== JOB ==
Render the records below as a Markdown table with the columns Row and Line. Put one non-blank line per row, numbered in order, and leave out any blank lines.

== SUPPLIED INFORMATION ==
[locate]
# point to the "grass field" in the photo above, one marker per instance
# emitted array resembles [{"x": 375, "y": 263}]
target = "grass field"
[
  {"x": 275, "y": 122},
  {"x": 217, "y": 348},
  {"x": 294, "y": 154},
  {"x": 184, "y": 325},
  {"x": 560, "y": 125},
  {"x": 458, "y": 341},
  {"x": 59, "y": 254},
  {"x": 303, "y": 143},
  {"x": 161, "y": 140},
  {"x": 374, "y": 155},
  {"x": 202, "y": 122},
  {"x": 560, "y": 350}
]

== WRITTEN ANSWER ==
| Row | Line |
|---|---|
| 1 | [locate] |
| 2 | # point to the "grass field" in the photo above, one marker per instance |
| 3 | # emitted array resembles [{"x": 375, "y": 263}] |
| 4 | target = "grass field" |
| 5 | [ |
| 6 |   {"x": 275, "y": 122}, |
| 7 |   {"x": 217, "y": 348}, |
| 8 |   {"x": 294, "y": 154}, |
| 9 |   {"x": 184, "y": 325}, |
| 10 |   {"x": 560, "y": 125}, |
| 11 |   {"x": 458, "y": 341}, |
| 12 |   {"x": 59, "y": 254}, |
| 13 |   {"x": 303, "y": 143}, |
| 14 |   {"x": 161, "y": 140}, |
| 15 |   {"x": 374, "y": 155}, |
| 16 |   {"x": 202, "y": 122}, |
| 17 |   {"x": 560, "y": 350} |
| 18 | ] |